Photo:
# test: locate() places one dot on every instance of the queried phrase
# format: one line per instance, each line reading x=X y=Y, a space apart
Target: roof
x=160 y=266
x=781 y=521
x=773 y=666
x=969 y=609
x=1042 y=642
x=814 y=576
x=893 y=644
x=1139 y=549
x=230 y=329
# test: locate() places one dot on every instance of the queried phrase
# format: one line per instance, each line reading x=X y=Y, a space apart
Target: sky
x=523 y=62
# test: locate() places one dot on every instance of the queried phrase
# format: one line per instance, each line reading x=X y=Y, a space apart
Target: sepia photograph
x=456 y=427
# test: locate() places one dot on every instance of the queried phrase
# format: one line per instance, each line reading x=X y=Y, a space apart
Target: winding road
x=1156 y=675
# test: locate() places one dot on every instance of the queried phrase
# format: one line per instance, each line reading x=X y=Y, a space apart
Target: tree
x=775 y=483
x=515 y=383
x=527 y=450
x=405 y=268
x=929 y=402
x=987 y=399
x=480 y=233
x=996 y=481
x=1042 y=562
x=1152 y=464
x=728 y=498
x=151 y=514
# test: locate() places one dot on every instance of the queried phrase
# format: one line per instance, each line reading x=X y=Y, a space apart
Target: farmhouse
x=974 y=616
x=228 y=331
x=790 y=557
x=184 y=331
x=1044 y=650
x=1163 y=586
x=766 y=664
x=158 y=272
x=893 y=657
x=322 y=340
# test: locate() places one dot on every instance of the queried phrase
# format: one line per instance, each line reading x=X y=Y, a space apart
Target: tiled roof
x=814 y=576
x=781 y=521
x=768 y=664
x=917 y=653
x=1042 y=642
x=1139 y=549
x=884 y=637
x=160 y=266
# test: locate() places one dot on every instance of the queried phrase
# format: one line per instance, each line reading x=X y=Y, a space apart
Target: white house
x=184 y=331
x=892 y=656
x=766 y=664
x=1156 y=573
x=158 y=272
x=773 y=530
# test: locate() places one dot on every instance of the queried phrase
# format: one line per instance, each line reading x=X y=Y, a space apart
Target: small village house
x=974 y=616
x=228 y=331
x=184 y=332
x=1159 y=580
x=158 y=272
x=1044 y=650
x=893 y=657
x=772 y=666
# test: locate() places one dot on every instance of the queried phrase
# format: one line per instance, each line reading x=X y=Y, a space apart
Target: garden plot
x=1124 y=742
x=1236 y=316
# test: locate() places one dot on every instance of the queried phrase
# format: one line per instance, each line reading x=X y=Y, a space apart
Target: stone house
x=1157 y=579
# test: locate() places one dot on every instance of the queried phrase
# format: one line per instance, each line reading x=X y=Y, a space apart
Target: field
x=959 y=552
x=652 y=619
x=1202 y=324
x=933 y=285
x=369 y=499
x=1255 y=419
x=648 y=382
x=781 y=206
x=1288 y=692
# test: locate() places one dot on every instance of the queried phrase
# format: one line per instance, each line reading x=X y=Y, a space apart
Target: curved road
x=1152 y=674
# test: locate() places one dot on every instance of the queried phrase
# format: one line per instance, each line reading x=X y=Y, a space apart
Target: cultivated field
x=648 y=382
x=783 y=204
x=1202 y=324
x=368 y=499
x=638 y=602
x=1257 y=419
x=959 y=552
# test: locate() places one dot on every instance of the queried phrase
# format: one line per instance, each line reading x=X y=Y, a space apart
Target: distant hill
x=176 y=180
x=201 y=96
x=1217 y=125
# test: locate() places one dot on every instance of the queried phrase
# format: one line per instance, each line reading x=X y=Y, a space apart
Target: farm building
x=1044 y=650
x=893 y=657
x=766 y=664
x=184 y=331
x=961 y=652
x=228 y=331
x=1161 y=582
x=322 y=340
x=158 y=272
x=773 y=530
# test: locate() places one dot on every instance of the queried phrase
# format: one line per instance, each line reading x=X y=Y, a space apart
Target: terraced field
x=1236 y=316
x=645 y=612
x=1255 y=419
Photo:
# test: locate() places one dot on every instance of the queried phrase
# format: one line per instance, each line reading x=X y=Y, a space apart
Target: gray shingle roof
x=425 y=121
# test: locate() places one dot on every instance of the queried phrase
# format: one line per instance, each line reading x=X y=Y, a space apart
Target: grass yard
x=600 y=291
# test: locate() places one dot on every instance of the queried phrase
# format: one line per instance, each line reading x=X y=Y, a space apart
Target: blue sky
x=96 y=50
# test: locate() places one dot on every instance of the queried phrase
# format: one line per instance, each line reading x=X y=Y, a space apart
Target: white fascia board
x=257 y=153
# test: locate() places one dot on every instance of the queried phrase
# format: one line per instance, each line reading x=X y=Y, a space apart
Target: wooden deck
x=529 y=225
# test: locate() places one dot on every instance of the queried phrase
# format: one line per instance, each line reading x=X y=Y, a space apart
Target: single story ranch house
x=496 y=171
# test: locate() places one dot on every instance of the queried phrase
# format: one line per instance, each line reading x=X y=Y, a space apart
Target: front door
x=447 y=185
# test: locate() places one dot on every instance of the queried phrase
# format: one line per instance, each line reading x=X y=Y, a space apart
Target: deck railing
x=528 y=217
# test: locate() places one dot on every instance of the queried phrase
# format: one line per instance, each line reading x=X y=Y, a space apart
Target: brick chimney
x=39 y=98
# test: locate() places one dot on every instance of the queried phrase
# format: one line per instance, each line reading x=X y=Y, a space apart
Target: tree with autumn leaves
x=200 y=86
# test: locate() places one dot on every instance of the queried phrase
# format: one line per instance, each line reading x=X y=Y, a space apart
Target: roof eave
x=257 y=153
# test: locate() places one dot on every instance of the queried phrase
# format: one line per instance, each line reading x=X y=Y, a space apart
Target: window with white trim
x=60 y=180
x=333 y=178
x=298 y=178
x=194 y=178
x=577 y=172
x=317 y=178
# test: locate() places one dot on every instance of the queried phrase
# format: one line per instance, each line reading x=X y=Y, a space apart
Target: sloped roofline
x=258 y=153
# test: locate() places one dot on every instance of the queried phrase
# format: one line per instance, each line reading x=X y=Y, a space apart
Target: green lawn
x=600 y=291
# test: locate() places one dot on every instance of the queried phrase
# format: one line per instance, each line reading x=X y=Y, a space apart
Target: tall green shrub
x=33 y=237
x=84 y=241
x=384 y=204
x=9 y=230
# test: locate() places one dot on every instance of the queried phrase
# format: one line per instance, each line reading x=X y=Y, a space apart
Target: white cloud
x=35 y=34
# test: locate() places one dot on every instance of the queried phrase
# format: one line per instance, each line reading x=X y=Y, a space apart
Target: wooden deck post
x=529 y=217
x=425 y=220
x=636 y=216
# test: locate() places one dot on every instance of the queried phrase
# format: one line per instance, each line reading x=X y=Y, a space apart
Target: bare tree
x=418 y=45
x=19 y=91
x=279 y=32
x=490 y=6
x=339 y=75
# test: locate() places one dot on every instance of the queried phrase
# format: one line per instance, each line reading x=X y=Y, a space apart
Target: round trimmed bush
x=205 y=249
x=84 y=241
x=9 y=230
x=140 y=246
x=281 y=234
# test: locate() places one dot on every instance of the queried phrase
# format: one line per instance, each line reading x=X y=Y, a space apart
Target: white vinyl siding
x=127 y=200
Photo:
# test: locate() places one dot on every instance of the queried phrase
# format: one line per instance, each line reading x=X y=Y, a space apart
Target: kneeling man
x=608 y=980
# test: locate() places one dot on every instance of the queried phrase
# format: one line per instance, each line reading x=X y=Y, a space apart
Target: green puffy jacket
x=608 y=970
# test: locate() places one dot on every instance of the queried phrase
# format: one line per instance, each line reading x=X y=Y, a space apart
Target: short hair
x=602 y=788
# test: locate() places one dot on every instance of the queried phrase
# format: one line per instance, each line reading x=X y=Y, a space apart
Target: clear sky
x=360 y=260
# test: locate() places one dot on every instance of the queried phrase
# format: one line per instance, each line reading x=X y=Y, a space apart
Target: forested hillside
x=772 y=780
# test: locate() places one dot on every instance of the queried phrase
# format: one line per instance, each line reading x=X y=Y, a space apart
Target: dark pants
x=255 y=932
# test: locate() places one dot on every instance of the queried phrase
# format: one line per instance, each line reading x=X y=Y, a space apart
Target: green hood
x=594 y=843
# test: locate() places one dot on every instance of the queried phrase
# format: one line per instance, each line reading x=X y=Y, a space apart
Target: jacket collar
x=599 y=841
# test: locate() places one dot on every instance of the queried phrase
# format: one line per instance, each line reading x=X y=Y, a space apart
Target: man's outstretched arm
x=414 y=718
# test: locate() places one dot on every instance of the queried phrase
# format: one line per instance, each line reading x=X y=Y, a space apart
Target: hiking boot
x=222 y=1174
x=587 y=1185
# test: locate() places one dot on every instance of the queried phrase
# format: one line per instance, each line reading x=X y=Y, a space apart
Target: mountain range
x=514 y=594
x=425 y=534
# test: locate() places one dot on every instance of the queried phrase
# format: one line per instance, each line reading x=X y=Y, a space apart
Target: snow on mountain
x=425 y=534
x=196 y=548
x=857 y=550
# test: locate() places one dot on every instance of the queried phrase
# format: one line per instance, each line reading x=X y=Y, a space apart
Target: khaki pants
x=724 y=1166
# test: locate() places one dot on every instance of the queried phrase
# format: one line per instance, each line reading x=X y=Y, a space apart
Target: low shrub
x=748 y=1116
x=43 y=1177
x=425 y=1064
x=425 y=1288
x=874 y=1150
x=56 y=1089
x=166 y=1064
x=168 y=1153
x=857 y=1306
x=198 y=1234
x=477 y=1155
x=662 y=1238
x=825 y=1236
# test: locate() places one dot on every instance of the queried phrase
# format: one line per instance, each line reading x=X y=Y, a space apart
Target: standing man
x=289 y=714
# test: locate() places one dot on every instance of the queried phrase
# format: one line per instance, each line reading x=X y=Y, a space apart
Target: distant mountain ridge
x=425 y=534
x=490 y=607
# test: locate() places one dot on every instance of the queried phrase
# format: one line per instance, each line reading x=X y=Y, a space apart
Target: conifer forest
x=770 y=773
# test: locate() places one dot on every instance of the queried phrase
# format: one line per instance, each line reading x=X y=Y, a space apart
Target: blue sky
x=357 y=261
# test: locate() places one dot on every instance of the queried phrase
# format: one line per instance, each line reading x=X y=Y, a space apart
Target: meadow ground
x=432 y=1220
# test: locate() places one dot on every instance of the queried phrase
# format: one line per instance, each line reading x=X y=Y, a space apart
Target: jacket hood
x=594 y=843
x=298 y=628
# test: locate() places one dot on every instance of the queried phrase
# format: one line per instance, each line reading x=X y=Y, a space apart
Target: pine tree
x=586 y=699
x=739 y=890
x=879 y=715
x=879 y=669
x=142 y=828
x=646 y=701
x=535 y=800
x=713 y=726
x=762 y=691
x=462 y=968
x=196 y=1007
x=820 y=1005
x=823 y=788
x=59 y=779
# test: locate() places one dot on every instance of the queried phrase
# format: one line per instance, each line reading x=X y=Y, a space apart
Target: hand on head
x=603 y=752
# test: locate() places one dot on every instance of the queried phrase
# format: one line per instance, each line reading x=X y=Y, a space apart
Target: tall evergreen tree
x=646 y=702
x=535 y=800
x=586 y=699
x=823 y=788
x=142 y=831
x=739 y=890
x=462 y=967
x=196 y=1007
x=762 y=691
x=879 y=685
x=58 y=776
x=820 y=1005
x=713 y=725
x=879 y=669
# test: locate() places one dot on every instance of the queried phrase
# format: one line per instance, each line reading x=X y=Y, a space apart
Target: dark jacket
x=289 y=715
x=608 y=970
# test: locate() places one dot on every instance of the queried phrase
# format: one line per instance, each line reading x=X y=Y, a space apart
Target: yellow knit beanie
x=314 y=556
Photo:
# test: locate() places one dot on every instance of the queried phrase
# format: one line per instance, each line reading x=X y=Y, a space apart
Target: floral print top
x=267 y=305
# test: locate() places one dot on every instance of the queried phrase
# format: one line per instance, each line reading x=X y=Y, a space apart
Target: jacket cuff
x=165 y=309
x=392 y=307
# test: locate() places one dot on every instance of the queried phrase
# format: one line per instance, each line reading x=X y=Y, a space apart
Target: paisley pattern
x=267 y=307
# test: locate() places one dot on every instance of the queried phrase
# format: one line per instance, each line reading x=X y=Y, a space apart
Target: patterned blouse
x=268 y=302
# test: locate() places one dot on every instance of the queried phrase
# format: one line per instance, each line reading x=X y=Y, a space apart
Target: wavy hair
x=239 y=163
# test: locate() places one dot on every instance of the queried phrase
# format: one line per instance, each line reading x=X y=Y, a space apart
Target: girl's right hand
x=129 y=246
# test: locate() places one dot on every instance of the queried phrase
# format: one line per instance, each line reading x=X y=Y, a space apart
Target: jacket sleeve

::::

Reproduce the listing above exactly, from its opening line through the line holding "x=1156 y=675", with both of those lines included.

Photo:
# test: locate() places one dot on every instance of the queried phrase
# format: one line per instance, each line reading x=X y=Y, a space apart
Target: roof
x=160 y=266
x=781 y=521
x=773 y=666
x=969 y=609
x=1042 y=642
x=814 y=576
x=893 y=644
x=1139 y=549
x=230 y=329
# test: locate() places one dot on every instance of the queried phrase
# format: one line per instance, each line reading x=X y=Y, a space apart
Target: sky
x=523 y=62
# test: locate() places one dot on every instance of the queried phrase
# format: one line per instance, each line reading x=X y=Y, a space apart
Target: sepia photograph
x=456 y=427
# test: locate() places one dot on every instance of the queried phrase
# format: one line per instance, each line reading x=X y=Y, a space apart
Target: winding road
x=1156 y=675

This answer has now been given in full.